» AIM
Please return, word for word, the part of the records that opens with the first line and closes with the line containing "Where the rings", both included.

» THE DATA
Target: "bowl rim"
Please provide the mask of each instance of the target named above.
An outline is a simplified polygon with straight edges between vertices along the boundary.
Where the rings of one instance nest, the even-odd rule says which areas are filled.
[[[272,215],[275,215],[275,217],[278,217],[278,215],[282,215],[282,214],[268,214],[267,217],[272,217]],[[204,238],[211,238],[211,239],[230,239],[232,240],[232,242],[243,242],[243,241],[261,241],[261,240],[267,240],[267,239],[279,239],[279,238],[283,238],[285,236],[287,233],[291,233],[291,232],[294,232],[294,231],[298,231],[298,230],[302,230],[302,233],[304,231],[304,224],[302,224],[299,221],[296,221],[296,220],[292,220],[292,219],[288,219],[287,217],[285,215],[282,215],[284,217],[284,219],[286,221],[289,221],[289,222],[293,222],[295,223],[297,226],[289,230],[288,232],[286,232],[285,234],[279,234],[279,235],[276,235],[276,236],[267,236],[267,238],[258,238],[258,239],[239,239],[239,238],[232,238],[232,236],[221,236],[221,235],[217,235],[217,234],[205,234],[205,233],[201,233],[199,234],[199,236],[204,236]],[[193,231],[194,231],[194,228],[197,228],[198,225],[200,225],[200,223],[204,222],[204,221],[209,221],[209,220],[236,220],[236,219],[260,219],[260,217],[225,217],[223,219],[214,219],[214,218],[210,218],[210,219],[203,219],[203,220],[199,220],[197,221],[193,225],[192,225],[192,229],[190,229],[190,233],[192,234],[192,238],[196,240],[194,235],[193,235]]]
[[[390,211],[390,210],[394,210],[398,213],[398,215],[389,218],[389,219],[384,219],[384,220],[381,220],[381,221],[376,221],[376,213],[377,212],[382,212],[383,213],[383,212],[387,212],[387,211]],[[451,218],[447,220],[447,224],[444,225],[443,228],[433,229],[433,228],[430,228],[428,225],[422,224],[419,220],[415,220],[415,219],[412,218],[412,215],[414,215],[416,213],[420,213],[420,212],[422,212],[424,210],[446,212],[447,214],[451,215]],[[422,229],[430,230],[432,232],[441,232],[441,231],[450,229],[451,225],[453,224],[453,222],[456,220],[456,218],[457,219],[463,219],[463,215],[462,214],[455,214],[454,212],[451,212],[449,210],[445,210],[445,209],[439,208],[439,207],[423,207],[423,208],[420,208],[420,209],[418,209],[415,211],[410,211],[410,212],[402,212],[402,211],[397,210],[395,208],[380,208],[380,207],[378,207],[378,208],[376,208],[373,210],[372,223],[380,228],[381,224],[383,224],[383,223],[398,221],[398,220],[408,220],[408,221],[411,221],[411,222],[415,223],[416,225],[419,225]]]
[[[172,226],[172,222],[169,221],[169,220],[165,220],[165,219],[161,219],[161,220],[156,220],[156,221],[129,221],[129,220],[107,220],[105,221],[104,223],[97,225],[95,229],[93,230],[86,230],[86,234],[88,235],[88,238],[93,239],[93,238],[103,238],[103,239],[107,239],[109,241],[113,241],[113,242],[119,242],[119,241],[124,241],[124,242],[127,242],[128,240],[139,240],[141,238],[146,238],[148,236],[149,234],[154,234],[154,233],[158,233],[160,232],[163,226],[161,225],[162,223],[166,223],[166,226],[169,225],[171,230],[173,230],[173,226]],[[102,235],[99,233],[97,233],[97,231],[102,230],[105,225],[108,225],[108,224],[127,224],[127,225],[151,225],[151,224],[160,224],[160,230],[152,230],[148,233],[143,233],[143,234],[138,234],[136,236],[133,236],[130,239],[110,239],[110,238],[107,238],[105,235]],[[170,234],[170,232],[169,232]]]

» FINAL RESULT
Target: "bowl rim"
Please provide the mask of each instance of the target named above.
An outline is a simplified polygon with straight edges between vertices along the boundary.
Where the rings of one instance nest, the even-odd rule says which areas are filled.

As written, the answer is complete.